» REQUEST 1
Echo the stretch of the Philip K. Dick post from "Philip K Dick’s" through "only apparently real.", word for word.
— START TEXT PROVIDED —
« Garagepunx » Hideout: Bibliodiscoteque #22
Hideout: Bibliodiscoteque #22
Philip K. Dick
“It reminds me of a headline that appeared in a California newspaper just before I flew here. SCIENTISTS SAY THAT MICE CANNOT BE MADE TO LOOK LIKE HUMAN BEINGS. It was a federally funded research program, I suppose. Just think: Someone in this world is an authority on the topic of whether mice can or cannot put on two-tone shoes, derby hats, pinstriped shirts, and Dacron pants, and pass as humans.”
- Philip K. Dick
On of the greatest casualties of this internet fad is the hard search. As a young, impressionable, college student, I traveled around the Lehigh Valley on my Saturday afternoons digging through every yard sale, used book shop, and antique store, on a single-minded quest for Philip K. Dick novels.
I got to know the area really well, met great people, and experienced life in a way most will not. Book collecting for me is not the simple act of trophy hunting, but a reason to be out and about. Certainly the wonderful world of the internet puts rare and low print books directly into my grubby greedy hands, but in the least personal way possible. There is no humanity to the web; despite the over abundance of social networking.
Philip K Dick’s legacy for humanity is a warning. His claustrophobic and dystopian futures are steeped in the paranoia of losing humanity at the sake of advancement. In Dick’s worlds androids flee at the promise of being shut down, wives prefer alien replicas of their emotionally detached husbands, histories we were sure of yesterday become questionable and we are all only apparently real.
In my favorite of Dick’s short stories, the fictional (as opposed to science-fictional) “Strange Memories of Death”, the protagonist ruminates about his insane neighbor known only as the Lysol Lady. She is an elderly woman who has made her world anti-septic to the point it kills her. Through this deconstruction of her insanity, Dick brings up Brenda Spencer (the 17 year old girl who shot eleven people) because, as the Boomtown Rats so eloquently sum up in their track “(Tell Me Why) I Don’t Like Mondays”, “I just did it for the fun of it. I don’t like Mondays. This livens up the day. I have to go now. I shot a pig. I think and I want to shoot more. I’m having too much fun.”
In the story, Dick deftly differentiates the motives of the insane as taking a more difficult path while deceiving themselves into believing it is the easiest. He writes:
“Brenda Spenser, for instance, could nave walked to the local supermarket and bought a carton of chocolate milk instead of shooting eleven people, most of them children. The psychotic person actually chooses the more difficult path; he forces his way uphill. It is not true that he takes the line of least resistance, but he thinks that he does. There, precisely, lies his error. The basis of psychosis, in a nutshell, is the chronic inability to see the easy way out. All the behavior, all that constitutes psychotic activity and the psychotic lifestyle, stems from this perceptual flaw.”
— END TEXT PROVIDED —
— START RECORDS TO USE —
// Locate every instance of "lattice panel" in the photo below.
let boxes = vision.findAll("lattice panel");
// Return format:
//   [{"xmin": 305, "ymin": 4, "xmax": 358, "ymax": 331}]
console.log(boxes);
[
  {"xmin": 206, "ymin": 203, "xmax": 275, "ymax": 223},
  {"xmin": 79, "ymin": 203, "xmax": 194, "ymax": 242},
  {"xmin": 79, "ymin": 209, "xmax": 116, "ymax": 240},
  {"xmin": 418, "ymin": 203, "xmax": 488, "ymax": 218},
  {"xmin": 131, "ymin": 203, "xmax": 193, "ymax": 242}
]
— END RECORDS TO USE —
» REQUEST 2
Rewrite the entries under Source records, substituting "trellis panel" for "lattice panel" and leaving everything else unchanged.

» EXERCISE RESPONSE 1
Philip K Dick’s legacy for humanity is a warning. His claustrophobic and dystopian futures are steeped in the paranoia of losing humanity at the sake of advancement. In Dick’s worlds androids flee at the promise of being shut down, wives prefer alien replicas of their emotionally detached husbands, histories we were sure of yesterday become questionable and we are all only apparently real.

» EXERCISE RESPONSE 2
// Locate every instance of "trellis panel" in the photo below.
let boxes = vision.findAll("trellis panel");
// Return format:
//   [{"xmin": 305, "ymin": 4, "xmax": 358, "ymax": 331}]
console.log(boxes);
[
  {"xmin": 206, "ymin": 203, "xmax": 275, "ymax": 223},
  {"xmin": 79, "ymin": 203, "xmax": 194, "ymax": 242},
  {"xmin": 79, "ymin": 209, "xmax": 116, "ymax": 240},
  {"xmin": 418, "ymin": 203, "xmax": 488, "ymax": 218},
  {"xmin": 131, "ymin": 203, "xmax": 193, "ymax": 242}
]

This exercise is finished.